Objective 1:
In the Seafrance ferries thread, what did the member who chose the tunnel use to pay for the crossing?
Objective 2:
Write the post that comes next in the Seafrance ferries thread, picking up right after its final line.

Passage provided:
# Seafrance ferries



## searider (Jul 8, 2008)

[siz[col
i see that seafrance have now put a supplement on carnets for motorhomes last year £186 3 crossings next year £261 for over 5.50 m


----------



## Vennwood (Feb 4, 2007)

I know - ours more than doubled as we are 8.5mtrs. Its now cheaper to get the EuroTunnel carnet equivalent and even the booking clerk mentioned it was cheaper to book three seperate return journeys on Sea France than it is to use the Carnet. 

I'll bet they don't get many takers this coming year.


----------



## searider (Jul 8, 2008)

[size
=18] [/size] :roll: cant ever find any good offers from euro tunnel always £100 plus never paidabove £68 return early autuum or spring pick times to cross


----------



## Vennwood (Feb 4, 2007)

Sorry I didn't explain myself very well

If your Mh is longer than 5.5 mtrs then it may be cheaper to use the EuroTunnel carnet as there are no length supplements. If your MH is less than 5.5 mtrs then maybe SF is better. With EuroTunnel they have cheaper times at unsociable hours. Anyway the cheapest quote I got was through the Caravan Club.

In the end I used Tesco vouchers and going through the tunnel for free (not exactly but you know what I mean)


----------



## NicknClair (May 18, 2006)

Thanks for the tip on Eurotunnel, as was going to use ferry now we've recently changed the van and are now over 7m. 
Sitting down with the wife to plan for August, so now armed with more info ta 8)


----------



## neilanddot (Apr 4, 2008)

*Re: seafrance ferries*



searider said:


> [siz[col
> i see that seafrance have now put a supplement on carnets for motorhomes last year £186 3 crossings next year £261 for over 5.50 m


How stupid is that, don't they want to book a number of crossings at one go ?


----------



## rebbyvid (Apr 10, 2006)

Extracted material:
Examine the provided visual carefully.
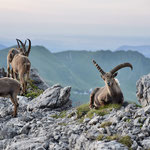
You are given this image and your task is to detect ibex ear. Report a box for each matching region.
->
[112,72,118,78]
[101,75,105,80]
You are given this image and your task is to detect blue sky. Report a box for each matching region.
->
[0,0,150,51]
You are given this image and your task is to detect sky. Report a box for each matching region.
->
[0,0,150,52]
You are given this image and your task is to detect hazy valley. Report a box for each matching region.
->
[0,46,150,105]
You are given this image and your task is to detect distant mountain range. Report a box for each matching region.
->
[0,46,150,104]
[117,45,150,58]
[0,44,6,50]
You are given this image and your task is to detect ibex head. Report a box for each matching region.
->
[93,60,133,87]
[16,39,31,57]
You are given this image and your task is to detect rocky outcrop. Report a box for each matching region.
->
[28,84,71,110]
[0,91,150,150]
[0,68,7,78]
[136,74,150,107]
[30,68,49,90]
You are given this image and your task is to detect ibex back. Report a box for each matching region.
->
[89,60,133,108]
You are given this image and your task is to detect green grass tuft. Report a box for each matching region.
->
[118,136,132,148]
[51,111,66,119]
[24,79,43,99]
[106,134,120,141]
[96,134,104,141]
[100,121,112,128]
[106,134,132,148]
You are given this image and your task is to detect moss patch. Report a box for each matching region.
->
[96,134,104,141]
[118,136,132,148]
[106,134,132,148]
[51,111,66,119]
[58,122,67,126]
[24,79,43,99]
[100,121,112,128]
[77,104,121,122]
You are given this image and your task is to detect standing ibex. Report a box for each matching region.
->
[7,39,31,77]
[89,60,133,108]
[11,53,31,93]
[0,77,21,117]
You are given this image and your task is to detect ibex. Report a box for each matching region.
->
[11,53,31,93]
[0,77,21,117]
[7,39,31,77]
[89,60,133,108]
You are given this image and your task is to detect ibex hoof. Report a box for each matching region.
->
[12,114,17,118]
[89,105,94,109]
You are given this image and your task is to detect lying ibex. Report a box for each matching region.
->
[89,60,133,108]
[0,77,21,117]
[11,53,31,93]
[7,39,31,77]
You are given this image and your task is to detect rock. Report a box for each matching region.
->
[30,68,49,90]
[28,84,71,110]
[87,141,128,150]
[0,68,7,78]
[136,74,150,107]
[89,116,100,125]
[83,118,91,123]
[141,138,150,149]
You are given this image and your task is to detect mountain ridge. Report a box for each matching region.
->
[0,46,150,104]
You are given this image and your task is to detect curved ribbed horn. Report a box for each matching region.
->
[93,60,105,75]
[26,39,31,56]
[110,63,133,74]
[24,40,27,46]
[17,39,26,52]
[16,39,20,48]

Exercise output 1:
Tesco vouchers.

Exercise output 2:
Just done a quote and as a Bon Voyage Privilage' member (not sure why) going out on sat 19th june at 20.00pm and coming back at 8.45am on the 30th June total price £38 (ammendable)Dover -Calais so looks like i will be taking that price and chance them staying staying afloat.
Rob


----------



## Exem (Mar 12, 2006)

I have just checked the SeaFrance website and I think the information in the first message of this thread is wrong. 

It says:
"This offer is not available for vans and supplements apply for motorhomes (for certain dates and for motorhomes over 6.5 metres in length)"

So it looks like it's for MHs over 6.5m not 5.5m as claimed.


----------



## Vennwood (Feb 4, 2007)

Exem said:


> I have just checked the SeaFrance website and I think the information in the first message of this thread is wrong.
> 
> It says:
> "This offer is not available for vans and supplements apply for motorhomes (for certain dates and for motorhomes over 6.5 metres in length)"
> ...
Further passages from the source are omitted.